- Set task: How many lines of the items below contain the word "Target"? Reply with the number alone.

- Given information:
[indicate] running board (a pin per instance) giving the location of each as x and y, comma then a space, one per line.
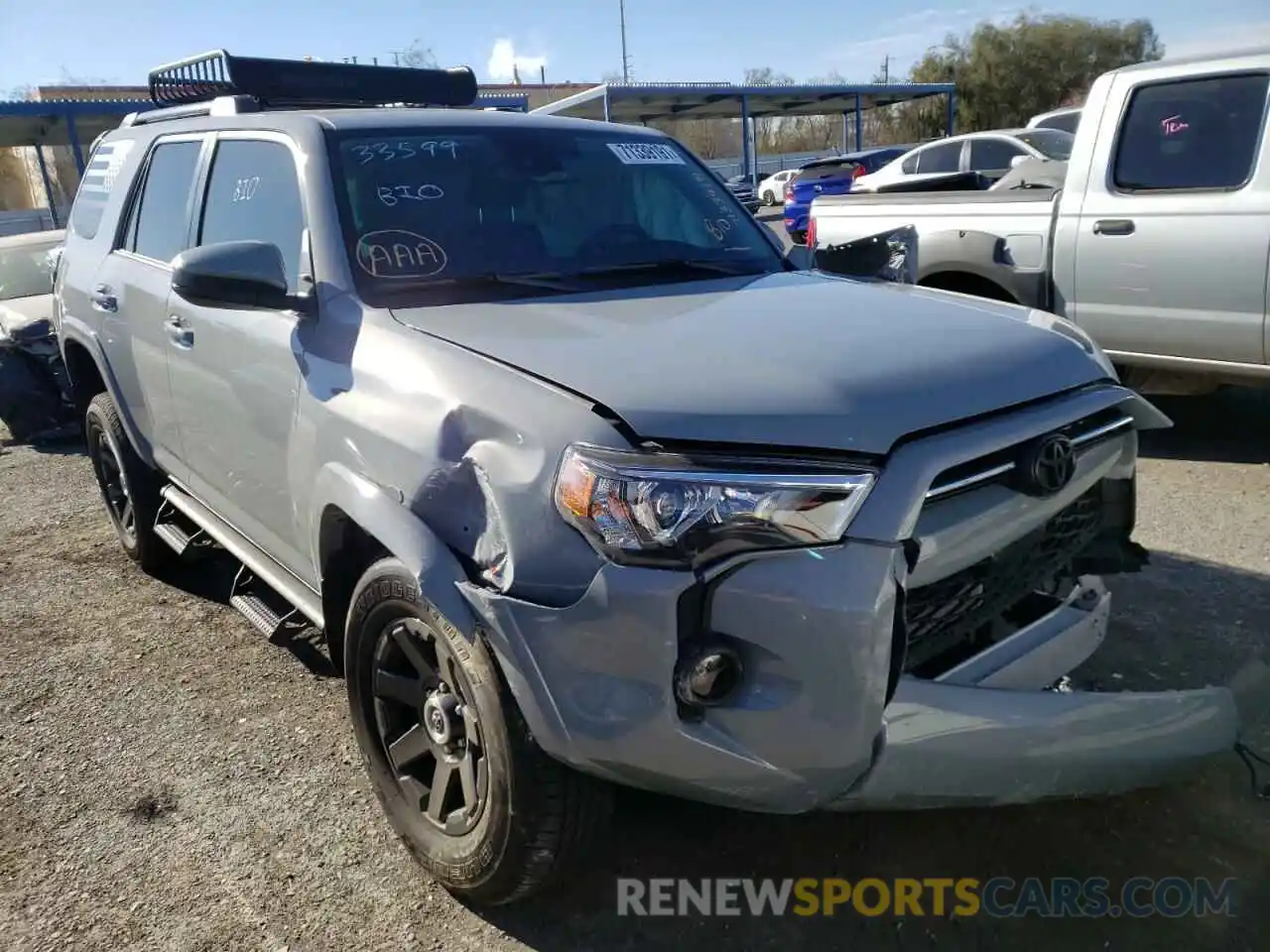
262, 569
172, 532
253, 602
--
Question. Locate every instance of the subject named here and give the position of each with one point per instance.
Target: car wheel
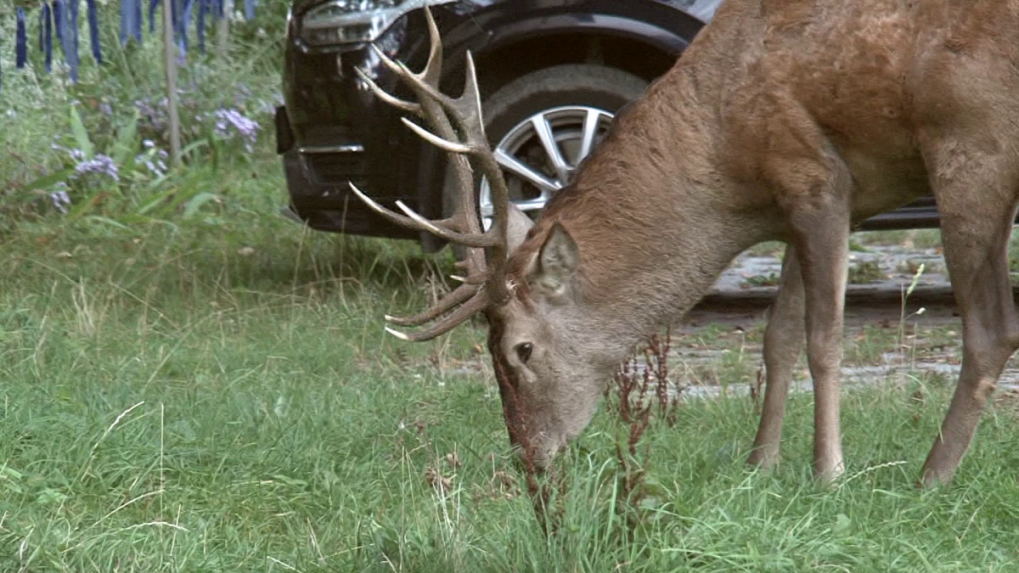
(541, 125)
==
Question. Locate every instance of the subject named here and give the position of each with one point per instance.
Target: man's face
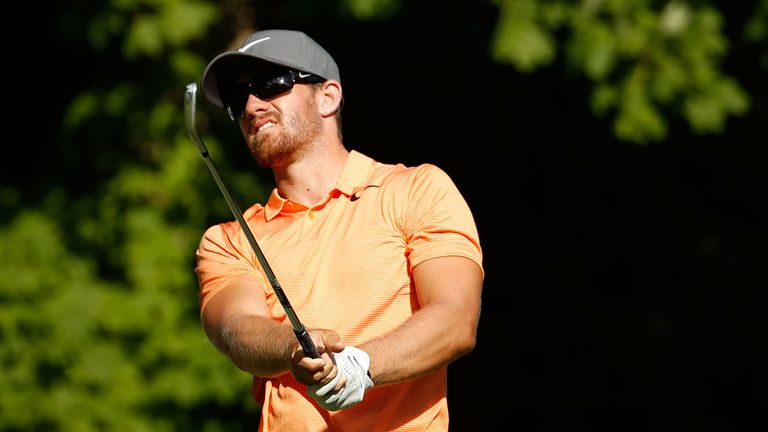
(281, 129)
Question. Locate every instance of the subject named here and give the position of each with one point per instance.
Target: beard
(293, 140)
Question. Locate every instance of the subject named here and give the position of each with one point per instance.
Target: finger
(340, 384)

- Task output: 4